## Required work
Quote each line exactly, from the line that contains "the hazy sky." down to the last line of the listing, and no other lines.

## Records to use

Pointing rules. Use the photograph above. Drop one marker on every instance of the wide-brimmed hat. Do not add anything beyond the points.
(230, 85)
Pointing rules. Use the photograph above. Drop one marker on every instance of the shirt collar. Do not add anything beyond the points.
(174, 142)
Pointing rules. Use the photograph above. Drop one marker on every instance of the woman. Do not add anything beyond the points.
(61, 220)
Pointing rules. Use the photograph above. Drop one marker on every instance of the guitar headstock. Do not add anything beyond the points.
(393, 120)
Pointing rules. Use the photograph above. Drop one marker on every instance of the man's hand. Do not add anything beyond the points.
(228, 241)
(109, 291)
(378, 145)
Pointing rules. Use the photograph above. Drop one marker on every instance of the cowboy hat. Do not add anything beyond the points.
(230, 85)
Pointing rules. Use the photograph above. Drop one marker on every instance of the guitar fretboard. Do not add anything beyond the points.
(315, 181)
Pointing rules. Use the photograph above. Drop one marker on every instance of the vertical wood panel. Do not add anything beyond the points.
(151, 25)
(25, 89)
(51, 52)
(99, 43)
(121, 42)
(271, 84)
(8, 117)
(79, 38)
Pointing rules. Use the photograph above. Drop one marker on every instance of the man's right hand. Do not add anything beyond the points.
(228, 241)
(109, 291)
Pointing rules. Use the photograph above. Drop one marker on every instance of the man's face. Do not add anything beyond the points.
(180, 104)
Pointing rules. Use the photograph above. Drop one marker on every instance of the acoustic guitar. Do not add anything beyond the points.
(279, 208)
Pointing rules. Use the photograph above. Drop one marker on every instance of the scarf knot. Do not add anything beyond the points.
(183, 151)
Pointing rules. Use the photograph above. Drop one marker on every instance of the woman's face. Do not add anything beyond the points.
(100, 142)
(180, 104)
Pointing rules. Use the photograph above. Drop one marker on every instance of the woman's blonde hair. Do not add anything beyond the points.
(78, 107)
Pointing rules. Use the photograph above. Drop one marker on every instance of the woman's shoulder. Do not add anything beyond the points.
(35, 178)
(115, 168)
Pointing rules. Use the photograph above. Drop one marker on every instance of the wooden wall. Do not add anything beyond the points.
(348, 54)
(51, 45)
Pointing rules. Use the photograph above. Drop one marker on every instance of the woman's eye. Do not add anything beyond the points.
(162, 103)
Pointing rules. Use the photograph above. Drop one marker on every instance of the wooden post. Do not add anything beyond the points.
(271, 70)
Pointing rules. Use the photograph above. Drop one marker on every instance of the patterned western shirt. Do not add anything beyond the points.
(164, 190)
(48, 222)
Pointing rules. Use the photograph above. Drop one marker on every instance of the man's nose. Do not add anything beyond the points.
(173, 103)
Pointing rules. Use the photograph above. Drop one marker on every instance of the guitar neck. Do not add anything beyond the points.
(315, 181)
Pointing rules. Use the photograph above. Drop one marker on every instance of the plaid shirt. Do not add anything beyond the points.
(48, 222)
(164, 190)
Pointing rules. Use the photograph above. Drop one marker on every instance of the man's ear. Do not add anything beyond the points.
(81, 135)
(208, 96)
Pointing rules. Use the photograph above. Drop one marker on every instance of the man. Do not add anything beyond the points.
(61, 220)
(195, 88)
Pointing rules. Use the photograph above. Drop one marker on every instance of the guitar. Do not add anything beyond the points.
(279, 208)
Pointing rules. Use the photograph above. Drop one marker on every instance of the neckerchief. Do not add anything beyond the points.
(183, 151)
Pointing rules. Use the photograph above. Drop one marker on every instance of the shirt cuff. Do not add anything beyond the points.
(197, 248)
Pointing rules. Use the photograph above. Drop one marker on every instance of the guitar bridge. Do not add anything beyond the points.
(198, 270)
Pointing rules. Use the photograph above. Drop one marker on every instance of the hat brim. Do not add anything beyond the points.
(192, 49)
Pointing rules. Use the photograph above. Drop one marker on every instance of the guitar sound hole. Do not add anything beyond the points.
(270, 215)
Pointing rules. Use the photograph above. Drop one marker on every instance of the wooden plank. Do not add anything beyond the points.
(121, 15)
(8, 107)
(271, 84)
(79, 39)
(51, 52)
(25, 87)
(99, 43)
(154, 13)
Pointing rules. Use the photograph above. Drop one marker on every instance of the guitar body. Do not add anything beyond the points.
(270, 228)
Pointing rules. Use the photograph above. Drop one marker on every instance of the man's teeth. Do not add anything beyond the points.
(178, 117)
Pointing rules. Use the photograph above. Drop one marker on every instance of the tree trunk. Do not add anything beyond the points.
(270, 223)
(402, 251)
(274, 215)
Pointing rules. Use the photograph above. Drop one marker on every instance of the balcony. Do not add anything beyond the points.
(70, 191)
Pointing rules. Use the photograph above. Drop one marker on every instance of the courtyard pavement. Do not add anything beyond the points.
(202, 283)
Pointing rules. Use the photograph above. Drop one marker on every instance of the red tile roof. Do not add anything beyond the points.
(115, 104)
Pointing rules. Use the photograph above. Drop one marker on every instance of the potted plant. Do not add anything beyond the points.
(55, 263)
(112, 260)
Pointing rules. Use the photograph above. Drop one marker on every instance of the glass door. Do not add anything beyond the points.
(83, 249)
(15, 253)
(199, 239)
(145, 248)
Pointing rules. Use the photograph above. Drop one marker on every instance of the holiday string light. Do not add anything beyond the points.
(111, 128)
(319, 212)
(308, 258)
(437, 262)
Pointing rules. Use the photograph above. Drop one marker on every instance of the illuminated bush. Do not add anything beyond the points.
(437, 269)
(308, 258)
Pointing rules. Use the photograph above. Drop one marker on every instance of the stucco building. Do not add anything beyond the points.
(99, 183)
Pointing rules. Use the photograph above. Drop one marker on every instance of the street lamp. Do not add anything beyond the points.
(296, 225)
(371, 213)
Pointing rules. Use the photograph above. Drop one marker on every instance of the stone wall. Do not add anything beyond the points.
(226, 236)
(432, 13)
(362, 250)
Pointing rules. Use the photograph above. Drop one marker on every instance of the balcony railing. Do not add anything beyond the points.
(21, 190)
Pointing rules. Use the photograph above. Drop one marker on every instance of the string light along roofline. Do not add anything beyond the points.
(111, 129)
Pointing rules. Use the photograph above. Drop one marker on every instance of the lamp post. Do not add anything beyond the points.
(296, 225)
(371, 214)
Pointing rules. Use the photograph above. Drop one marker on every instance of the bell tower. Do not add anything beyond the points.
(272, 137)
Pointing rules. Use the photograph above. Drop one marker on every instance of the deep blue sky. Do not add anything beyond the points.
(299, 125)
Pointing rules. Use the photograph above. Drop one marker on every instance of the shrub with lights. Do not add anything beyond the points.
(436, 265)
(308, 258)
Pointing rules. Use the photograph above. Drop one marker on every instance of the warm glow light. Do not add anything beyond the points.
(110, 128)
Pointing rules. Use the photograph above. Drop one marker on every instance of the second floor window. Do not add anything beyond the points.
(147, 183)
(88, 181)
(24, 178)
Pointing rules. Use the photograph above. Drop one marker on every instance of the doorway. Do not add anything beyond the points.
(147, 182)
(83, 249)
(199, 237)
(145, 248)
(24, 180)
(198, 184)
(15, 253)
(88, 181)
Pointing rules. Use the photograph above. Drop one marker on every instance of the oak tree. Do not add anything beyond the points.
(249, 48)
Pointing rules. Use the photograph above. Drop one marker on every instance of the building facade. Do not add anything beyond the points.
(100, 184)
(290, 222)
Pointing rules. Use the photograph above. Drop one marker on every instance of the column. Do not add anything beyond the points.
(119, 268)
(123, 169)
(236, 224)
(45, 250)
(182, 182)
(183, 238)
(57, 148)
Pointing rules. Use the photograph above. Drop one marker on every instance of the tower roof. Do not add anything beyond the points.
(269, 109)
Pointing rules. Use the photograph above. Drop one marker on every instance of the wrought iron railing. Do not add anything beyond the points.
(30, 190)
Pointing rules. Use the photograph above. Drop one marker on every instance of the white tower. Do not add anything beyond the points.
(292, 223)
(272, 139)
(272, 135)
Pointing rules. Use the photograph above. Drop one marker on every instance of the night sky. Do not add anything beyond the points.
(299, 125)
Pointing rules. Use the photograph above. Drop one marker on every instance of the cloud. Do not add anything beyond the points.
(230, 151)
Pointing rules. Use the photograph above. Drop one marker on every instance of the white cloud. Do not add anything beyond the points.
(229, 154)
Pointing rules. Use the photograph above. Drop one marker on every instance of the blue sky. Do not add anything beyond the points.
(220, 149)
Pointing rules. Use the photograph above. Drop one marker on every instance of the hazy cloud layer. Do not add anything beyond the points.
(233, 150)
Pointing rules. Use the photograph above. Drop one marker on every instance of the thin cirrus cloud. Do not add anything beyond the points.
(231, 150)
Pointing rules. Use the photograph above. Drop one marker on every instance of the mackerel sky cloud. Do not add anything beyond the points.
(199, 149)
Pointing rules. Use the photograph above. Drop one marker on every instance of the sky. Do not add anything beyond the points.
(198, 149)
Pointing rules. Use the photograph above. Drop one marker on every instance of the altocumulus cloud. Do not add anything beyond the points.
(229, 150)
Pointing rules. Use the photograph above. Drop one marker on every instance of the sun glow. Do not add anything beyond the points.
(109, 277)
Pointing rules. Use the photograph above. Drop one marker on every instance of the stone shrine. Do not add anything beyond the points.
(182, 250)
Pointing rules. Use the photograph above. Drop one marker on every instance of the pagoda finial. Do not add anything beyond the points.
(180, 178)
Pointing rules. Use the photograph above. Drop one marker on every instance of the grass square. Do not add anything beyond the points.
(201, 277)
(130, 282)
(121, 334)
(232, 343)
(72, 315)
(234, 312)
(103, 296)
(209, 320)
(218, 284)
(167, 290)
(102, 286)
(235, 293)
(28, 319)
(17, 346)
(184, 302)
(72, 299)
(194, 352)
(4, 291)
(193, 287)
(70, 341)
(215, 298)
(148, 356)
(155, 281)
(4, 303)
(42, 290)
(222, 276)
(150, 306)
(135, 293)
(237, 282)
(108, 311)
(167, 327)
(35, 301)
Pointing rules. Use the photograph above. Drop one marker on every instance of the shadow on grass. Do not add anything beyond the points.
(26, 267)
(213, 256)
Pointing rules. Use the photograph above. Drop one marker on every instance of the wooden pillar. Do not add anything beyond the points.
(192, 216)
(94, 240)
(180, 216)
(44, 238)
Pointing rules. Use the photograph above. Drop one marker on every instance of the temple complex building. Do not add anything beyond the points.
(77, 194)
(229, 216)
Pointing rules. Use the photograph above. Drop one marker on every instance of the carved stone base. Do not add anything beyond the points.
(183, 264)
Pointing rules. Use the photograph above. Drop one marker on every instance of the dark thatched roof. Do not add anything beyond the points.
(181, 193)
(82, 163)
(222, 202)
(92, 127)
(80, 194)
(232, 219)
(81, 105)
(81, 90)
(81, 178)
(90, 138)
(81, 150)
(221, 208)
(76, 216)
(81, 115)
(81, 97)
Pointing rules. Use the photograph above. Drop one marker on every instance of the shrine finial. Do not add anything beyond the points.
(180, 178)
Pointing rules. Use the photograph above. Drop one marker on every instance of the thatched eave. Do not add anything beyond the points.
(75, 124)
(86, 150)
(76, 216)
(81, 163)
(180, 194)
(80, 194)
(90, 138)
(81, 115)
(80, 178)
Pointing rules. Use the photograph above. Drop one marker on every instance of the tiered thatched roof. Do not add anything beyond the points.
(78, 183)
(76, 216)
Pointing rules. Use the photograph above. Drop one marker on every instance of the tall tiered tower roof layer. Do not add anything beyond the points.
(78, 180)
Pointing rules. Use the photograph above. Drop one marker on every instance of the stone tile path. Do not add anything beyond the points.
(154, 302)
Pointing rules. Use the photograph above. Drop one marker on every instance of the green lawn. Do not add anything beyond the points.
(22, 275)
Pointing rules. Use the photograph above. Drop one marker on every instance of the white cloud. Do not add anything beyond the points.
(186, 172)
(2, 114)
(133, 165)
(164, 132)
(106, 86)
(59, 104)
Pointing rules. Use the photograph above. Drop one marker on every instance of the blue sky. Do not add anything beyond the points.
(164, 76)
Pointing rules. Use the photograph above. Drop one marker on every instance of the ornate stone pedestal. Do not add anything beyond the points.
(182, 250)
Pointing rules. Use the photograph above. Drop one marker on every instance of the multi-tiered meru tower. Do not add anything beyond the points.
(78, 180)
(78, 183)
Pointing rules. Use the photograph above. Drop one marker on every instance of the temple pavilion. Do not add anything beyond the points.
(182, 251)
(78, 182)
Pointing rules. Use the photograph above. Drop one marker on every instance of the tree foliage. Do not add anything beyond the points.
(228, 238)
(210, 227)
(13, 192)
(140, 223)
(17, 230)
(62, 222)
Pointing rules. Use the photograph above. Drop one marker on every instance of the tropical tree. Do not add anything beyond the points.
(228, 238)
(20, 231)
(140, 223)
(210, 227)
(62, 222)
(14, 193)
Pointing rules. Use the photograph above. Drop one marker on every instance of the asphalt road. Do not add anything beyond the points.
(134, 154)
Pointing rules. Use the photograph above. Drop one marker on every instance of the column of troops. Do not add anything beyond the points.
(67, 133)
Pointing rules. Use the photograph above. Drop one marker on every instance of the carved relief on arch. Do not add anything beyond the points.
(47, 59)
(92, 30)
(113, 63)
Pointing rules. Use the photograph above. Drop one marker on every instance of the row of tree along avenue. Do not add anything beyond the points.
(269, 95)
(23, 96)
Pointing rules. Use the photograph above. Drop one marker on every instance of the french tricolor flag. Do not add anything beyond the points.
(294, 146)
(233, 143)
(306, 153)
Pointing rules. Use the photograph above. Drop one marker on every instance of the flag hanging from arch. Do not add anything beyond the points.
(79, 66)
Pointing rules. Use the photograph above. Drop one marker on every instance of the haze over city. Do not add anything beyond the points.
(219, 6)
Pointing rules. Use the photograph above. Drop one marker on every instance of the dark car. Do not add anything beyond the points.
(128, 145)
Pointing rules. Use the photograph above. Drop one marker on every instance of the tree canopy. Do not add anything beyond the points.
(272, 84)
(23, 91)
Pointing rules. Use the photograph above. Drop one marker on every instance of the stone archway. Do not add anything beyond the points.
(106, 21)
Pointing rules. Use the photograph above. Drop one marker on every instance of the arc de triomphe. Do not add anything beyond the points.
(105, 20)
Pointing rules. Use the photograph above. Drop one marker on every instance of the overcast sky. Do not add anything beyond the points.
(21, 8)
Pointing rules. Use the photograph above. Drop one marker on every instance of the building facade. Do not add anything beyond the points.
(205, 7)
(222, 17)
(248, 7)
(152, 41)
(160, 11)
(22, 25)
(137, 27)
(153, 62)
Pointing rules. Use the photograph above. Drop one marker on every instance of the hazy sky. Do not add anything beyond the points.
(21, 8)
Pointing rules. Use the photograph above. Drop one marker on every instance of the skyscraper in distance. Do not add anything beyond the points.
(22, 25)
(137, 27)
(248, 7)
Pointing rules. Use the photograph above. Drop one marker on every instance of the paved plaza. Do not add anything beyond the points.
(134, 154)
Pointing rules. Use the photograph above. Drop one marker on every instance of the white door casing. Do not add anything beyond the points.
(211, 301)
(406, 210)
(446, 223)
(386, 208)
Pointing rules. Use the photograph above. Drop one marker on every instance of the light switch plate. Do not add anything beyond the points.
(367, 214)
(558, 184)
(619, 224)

## Answer to this exercise
Pointing rules. Use the photograph above. Drop one marker on every instance of the hazy sky. Do not add anything beyond the points.
(21, 8)
Pointing rules. Use the photograph above. Drop one marker on every instance of the skyscraper in distance. Do not add anything beyond the points.
(22, 25)
(137, 27)
(248, 7)
Pointing rules. Use the photograph above. Drop one marker on every instance of the paved plaza. Do not add anything beyond the points.
(134, 154)
Pointing rules. Use the photograph above. Drop one marker on every instance of the white door casing. Do not add anything beyond the points.
(211, 301)
(406, 210)
(446, 223)
(386, 208)
Pointing rules. Use the photograph above. Drop one marker on every instance of the light switch plate. Do not add anything beyond the points.
(367, 214)
(558, 184)
(619, 224)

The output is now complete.